The lines to copy are those with "building" in them. Pull each one from the entries below.

[Entries shown — start]

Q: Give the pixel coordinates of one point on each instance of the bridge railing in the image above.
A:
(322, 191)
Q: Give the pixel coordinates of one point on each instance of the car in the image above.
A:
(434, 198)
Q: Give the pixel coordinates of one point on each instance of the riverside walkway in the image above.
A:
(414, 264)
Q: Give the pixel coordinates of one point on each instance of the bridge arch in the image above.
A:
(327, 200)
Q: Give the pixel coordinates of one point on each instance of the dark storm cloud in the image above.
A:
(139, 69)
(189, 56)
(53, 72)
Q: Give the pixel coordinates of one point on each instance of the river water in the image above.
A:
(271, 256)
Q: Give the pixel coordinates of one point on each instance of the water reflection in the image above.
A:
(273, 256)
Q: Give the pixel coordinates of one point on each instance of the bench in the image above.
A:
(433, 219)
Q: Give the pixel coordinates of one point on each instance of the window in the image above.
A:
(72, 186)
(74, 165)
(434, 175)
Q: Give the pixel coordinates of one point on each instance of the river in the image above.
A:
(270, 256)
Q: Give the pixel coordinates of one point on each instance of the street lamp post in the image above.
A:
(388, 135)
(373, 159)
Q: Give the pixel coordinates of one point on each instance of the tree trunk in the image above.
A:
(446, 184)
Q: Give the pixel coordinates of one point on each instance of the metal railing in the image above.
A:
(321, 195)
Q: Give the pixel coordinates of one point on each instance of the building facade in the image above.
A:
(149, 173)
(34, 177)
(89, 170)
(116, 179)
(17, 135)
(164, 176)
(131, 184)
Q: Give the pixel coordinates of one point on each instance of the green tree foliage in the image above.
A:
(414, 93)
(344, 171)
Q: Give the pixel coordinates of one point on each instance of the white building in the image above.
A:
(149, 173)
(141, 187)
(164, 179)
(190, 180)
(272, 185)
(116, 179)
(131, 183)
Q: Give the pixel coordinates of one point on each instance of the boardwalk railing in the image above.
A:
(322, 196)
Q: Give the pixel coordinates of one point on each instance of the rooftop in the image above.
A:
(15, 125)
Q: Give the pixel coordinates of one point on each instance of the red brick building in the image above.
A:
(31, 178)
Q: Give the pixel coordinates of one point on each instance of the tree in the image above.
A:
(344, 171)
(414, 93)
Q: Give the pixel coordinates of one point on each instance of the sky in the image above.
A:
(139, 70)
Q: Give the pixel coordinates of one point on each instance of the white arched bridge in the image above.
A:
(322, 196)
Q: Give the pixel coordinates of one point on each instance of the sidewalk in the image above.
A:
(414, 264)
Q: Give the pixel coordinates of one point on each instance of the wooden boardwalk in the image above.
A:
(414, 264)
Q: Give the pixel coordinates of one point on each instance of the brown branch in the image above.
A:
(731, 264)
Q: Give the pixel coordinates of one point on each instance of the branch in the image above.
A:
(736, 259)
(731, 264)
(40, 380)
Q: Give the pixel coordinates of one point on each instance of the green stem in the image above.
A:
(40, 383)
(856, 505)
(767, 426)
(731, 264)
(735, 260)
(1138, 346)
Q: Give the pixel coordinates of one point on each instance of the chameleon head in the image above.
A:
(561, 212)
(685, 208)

[Entries shown — finish]

Solved exercise:
Q: Give the pixel coordinates of one point on each instance of the building facade in the image above.
Q: Give the pixel coordinates of one point on each instance of the white building in the image above.
Q: Give the pixel coordinates of one point on each instance of the red brick building in the image above.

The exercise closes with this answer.